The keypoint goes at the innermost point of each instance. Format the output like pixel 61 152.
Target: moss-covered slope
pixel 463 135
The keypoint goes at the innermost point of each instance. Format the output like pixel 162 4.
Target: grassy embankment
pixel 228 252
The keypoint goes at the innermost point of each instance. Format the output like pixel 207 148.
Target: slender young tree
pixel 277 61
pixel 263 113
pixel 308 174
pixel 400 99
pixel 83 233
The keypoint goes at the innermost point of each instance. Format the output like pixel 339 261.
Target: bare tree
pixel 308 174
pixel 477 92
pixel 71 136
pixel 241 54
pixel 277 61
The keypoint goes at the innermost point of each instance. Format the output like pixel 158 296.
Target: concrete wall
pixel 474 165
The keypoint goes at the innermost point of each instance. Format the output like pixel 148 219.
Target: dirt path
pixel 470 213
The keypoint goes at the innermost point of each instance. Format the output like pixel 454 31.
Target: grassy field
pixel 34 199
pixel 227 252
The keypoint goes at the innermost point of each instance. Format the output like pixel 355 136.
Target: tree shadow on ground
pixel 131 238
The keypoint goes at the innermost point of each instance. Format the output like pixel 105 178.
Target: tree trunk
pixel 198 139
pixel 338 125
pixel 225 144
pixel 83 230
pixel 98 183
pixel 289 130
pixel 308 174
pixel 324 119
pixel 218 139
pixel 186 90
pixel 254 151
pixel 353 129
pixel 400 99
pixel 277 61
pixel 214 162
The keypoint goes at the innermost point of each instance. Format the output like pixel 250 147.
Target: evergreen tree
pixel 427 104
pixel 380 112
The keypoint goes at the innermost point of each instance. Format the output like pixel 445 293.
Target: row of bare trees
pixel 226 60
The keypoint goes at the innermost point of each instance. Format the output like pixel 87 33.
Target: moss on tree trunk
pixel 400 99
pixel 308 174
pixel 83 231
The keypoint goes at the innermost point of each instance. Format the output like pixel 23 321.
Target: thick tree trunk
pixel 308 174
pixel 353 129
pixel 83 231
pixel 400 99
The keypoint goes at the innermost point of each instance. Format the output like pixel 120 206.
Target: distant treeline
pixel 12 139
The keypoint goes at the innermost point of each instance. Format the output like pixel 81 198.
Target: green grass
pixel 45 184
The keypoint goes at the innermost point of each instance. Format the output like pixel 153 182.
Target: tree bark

——————

**Problem requirements**
Using the data above, extract exactly the lines from the one that holds "Target: moss-covered slope" to the one that holds "pixel 158 296.", both ends included, and no others.

**Answer below**
Target: moss-covered slope
pixel 463 135
The keypoint goes at the innermost point of each instance. Format the output like pixel 162 4.
Target: grassy embankment
pixel 228 252
The keypoint goes at the innermost point of each instance. Format the output like pixel 207 148.
Target: slender young tree
pixel 277 61
pixel 263 113
pixel 308 174
pixel 400 99
pixel 83 233
The keypoint goes at the innermost point of each instance. Format the output like pixel 339 261.
Target: bare tree
pixel 308 174
pixel 477 92
pixel 71 136
pixel 241 54
pixel 277 61
The keypoint goes at the innermost point of each instance. Format the output like pixel 158 296.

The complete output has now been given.